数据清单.
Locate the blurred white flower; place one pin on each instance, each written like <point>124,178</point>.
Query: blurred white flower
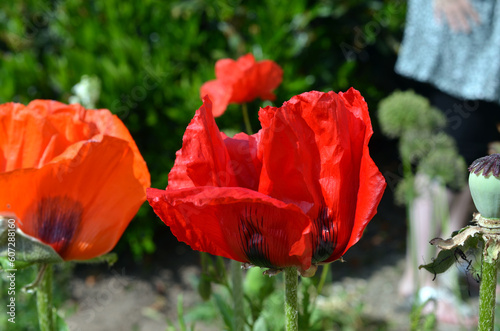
<point>86,92</point>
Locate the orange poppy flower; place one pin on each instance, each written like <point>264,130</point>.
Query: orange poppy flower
<point>73,177</point>
<point>241,81</point>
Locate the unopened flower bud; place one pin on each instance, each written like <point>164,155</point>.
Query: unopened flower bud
<point>484,183</point>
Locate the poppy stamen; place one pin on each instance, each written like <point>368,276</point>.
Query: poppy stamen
<point>253,242</point>
<point>325,240</point>
<point>59,218</point>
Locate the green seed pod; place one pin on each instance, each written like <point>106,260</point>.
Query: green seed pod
<point>484,183</point>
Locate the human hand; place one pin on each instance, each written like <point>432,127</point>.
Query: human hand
<point>458,14</point>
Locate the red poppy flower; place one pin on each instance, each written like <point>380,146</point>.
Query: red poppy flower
<point>299,192</point>
<point>73,177</point>
<point>241,81</point>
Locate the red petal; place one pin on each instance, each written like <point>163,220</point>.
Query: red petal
<point>247,79</point>
<point>245,163</point>
<point>213,220</point>
<point>203,159</point>
<point>315,153</point>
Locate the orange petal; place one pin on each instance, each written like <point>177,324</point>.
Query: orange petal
<point>100,179</point>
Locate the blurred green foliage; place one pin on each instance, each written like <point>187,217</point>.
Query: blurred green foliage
<point>152,57</point>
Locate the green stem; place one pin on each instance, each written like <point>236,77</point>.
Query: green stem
<point>246,118</point>
<point>237,280</point>
<point>291,302</point>
<point>487,295</point>
<point>411,233</point>
<point>322,279</point>
<point>44,298</point>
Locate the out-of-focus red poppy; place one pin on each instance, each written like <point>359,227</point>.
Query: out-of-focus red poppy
<point>73,177</point>
<point>241,81</point>
<point>299,192</point>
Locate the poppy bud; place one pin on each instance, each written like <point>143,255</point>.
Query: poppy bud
<point>484,183</point>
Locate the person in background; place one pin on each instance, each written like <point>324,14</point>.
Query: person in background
<point>451,54</point>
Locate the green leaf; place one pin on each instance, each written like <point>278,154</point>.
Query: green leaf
<point>225,310</point>
<point>444,260</point>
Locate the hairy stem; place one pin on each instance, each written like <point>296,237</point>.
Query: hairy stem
<point>291,302</point>
<point>44,298</point>
<point>237,280</point>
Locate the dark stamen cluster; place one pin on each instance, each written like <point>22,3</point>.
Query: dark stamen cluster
<point>58,219</point>
<point>325,238</point>
<point>253,243</point>
<point>488,164</point>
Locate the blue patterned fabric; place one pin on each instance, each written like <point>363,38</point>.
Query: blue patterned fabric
<point>465,65</point>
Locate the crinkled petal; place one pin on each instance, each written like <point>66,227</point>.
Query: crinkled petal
<point>236,223</point>
<point>92,198</point>
<point>203,159</point>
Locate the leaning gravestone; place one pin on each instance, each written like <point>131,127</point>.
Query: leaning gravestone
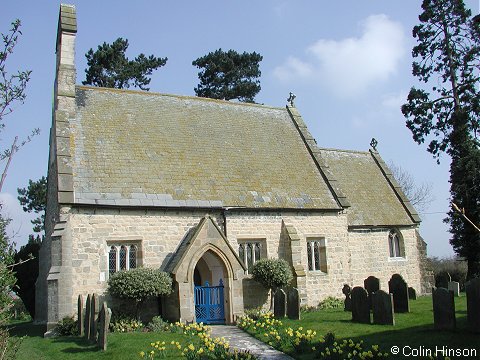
<point>81,316</point>
<point>472,288</point>
<point>348,299</point>
<point>371,284</point>
<point>360,307</point>
<point>412,294</point>
<point>94,310</point>
<point>88,310</point>
<point>455,287</point>
<point>382,305</point>
<point>443,309</point>
<point>104,317</point>
<point>399,288</point>
<point>293,304</point>
<point>279,304</point>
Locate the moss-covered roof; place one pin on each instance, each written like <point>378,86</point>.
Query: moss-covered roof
<point>374,201</point>
<point>149,149</point>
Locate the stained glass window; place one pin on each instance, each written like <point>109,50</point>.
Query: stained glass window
<point>132,257</point>
<point>112,260</point>
<point>317,255</point>
<point>250,252</point>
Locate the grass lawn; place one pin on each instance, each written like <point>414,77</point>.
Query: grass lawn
<point>120,345</point>
<point>414,329</point>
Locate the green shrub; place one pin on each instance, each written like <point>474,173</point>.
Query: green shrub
<point>68,326</point>
<point>139,284</point>
<point>272,273</point>
<point>125,323</point>
<point>157,324</point>
<point>331,303</point>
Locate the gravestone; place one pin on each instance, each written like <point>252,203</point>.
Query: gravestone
<point>382,305</point>
<point>279,304</point>
<point>443,309</point>
<point>360,307</point>
<point>347,303</point>
<point>94,310</point>
<point>88,310</point>
<point>399,288</point>
<point>81,316</point>
<point>293,304</point>
<point>371,284</point>
<point>472,288</point>
<point>104,317</point>
<point>455,287</point>
<point>412,294</point>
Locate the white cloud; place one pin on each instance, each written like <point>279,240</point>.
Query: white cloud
<point>350,66</point>
<point>293,67</point>
<point>395,101</point>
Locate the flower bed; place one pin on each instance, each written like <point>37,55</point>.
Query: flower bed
<point>305,341</point>
<point>202,347</point>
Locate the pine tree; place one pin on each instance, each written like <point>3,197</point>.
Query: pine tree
<point>229,75</point>
<point>109,67</point>
<point>446,56</point>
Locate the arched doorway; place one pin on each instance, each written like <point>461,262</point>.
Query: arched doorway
<point>209,276</point>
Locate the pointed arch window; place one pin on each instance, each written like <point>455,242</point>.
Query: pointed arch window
<point>122,257</point>
<point>112,260</point>
<point>395,244</point>
<point>317,255</point>
<point>250,251</point>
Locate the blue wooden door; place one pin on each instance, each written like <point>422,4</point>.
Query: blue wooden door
<point>209,307</point>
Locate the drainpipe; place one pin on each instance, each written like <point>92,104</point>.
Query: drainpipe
<point>224,221</point>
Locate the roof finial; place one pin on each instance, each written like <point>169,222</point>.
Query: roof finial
<point>290,99</point>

任务说明.
把含有“Locate the white”的那一行到含有“<point>209,276</point>”的那一行（两行都算在内）一字不差地重新录入一遍。

书面作答.
Locate the white cloud; place one pin on each instance, each written like <point>279,240</point>.
Query: white cloud
<point>350,66</point>
<point>293,67</point>
<point>395,101</point>
Locate the flower bed; place one pin on each instance, each written like <point>37,55</point>.
Query: flower bed
<point>305,341</point>
<point>202,347</point>
Locate the pine tree; place one pin on each instance, each written like <point>3,197</point>.
Query: pine tree
<point>229,75</point>
<point>109,67</point>
<point>446,56</point>
Locate the arched doorway; place one pin on each instance, each written like <point>461,262</point>.
Query: arched doorway
<point>209,276</point>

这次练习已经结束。